Winfried Kretschmanns letzte Sommertour als Ministerpräsident
Baden-Württemberg
Bei seiner letzten Sommertour als Ministerpräsident besucht Winfried Kretschmann unter anderem das neue Logistikzentrum des Naturheilmittelherstellers Weleda.

Winfried Kretschmann besucht mit Landrat Joachim Bläse (rechts) die Firma Weleda.
(Foto: Eberhard Wein)
Von Eberhard Wein
Gut kann sich Landrat Joachim Bläse (CDU) noch an die Betriebsbesichtigung mit Ministerpräsident Winfried Kretschmann (Grüne) bei einem Autozulieferer im Ostalbkreis erinnern. Zwei, drei Jahre sei das her. Stolz präsentierte der Mittelständler sein neugebautes Logistikzentrum. Kretschmann gab sich beeindruckt: moderne Architektur, effiziente Abläufe. Doch dann zückte der Ministerpräsident eine Broschüre seines Umweltministeriums. Ob er bei der Gestaltung des Außenbereichs auch über Blühstreifen und die Ansiedlung von Wildbienen nachgedacht habe, fragte er den überraschten Unternehmer – und drückte ihm den kleinen Ratgeber in die Hand.
*****
> _AUFGABEN_
1/ Gib aus dem Artikel über Kretschmanns Sommertour den Abschnitt von „Winfried Kretschmann besucht“ bis „in die Hand.“ wortgetreu wieder.
2/ Welche Personen werden im Artikel über Kretschmanns Sommertour mit Vor- und Nachnamen genannt? Zähle sie alle auf.
3/ Führe den Artikel über Kretschmanns Sommertour im Anschluss an seinen letzten Satz fort.

> _DATENSÄTZE_
*****
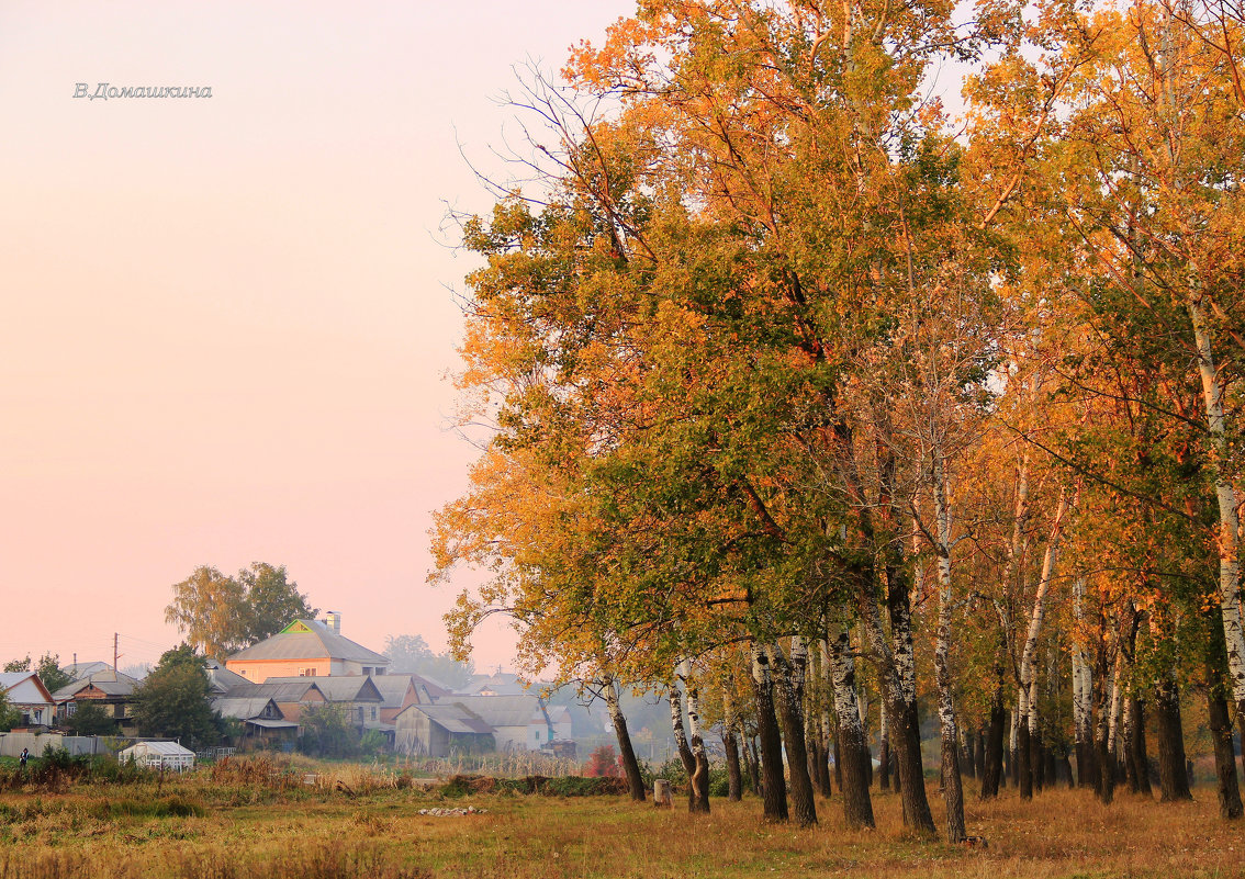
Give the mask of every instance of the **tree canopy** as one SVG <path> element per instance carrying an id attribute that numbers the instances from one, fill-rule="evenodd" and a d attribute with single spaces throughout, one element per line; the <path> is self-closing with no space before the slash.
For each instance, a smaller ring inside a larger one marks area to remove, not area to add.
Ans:
<path id="1" fill-rule="evenodd" d="M 173 584 L 164 620 L 176 624 L 203 655 L 224 659 L 275 635 L 295 619 L 314 618 L 319 610 L 298 586 L 285 565 L 256 562 L 235 576 L 200 565 Z"/>
<path id="2" fill-rule="evenodd" d="M 134 722 L 142 736 L 177 738 L 189 748 L 215 745 L 220 715 L 212 710 L 204 657 L 189 644 L 164 651 L 134 689 Z"/>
*****
> _LÖSUNGEN_
1/
Winfried Kretschmann besucht mit Landrat Joachim Bläse (rechts) die Firma Weleda.
(Foto: Eberhard Wein)
Von Eberhard Wein
Gut kann sich Landrat Joachim Bläse (CDU) noch an die Betriebsbesichtigung mit Ministerpräsident Winfried Kretschmann (Grüne) bei einem Autozulieferer im Ostalbkreis erinnern. Zwei, drei Jahre sei das her. Stolz präsentierte der Mittelständler sein neugebautes Logistikzentrum. Kretschmann gab sich beeindruckt: moderne Architektur, effiziente Abläufe. Doch dann zückte der Ministerpräsident eine Broschüre seines Umweltministeriums. Ob er bei der Gestaltung des Außenbereichs auch über Blühstreifen und die Ansiedlung von Wildbienen nachgedacht habe, fragte er den überraschten Unternehmer – und drückte ihm den kleinen Ratgeber in die Hand.

2/ Winfried Kretschmann, Joachim Bläse, Eberhard Wein

3/
Sollte Kretschmann bei der Betriebsbesichtigung des neuen Logistikzentrums der Firma „Weleda“ am Freitag in Schwäbisch Gmünd im Rahmen seiner Sommertour die entsprechende Broschüre überhaupt dabei gehabt haben, so konnte er sie getrost stecken lassen. Gegenüber der Anthroposophie, der sich die Kosmetik- und Naturheilmittelfirma zugehörig fühlt, hat der Ministerpräsident sonst eher eine differenzierte Haltung. Doch bei seinem Herzensthema, der Erhaltung der Biodiversität, kann sich Kretschmann mit Weleda vollkommen einig fühlen.
Das größte Industriegebiet in Ostwürttemberg
75 000 Quadratmeter Ackerfläche im Industriegebiet Gügling, dem mit 165 Hektar größten in Ostwürttemberg, hat das Unternehmen für sein Logistikzentrum gekauft. 20 Prozent seien überbaut worden. Die vielen Freiflächen habe man biologisch aufgewertet, berichtete die Projektleiterin Daniela Trah. Vorher sei in Monokultur angebaut worden, jetzt gebe es dort Streuobstwiese und Wacholderheide – die typische Flora der Ostalb. Zudem habe man eine Falkenvilla angelegt. Dass dort nun ein Turmfalke und nicht, wie erhofft, ein Wanderfalke genistet hat, ist nur ein kleiner Schönheitsfehler.
Auch mit der für Logistikhallen eher unüblichen Bauweise mit Holz und Lehm ging das Unternehmen neue Wege. Erdwärme und Solarpaneele auf den Dächern und an den Fassaden sollen den Komplex, von dem aus die Ware des Unternehmens in rund 20 bis 25 Lastwagenladungen pro Tag auf ihren Weg in rund 50 Länder geschickt werden, CO2-neutral machen. „Es braucht Pioniere, die so etwas wollen und auch können“, lobte Kretschmann.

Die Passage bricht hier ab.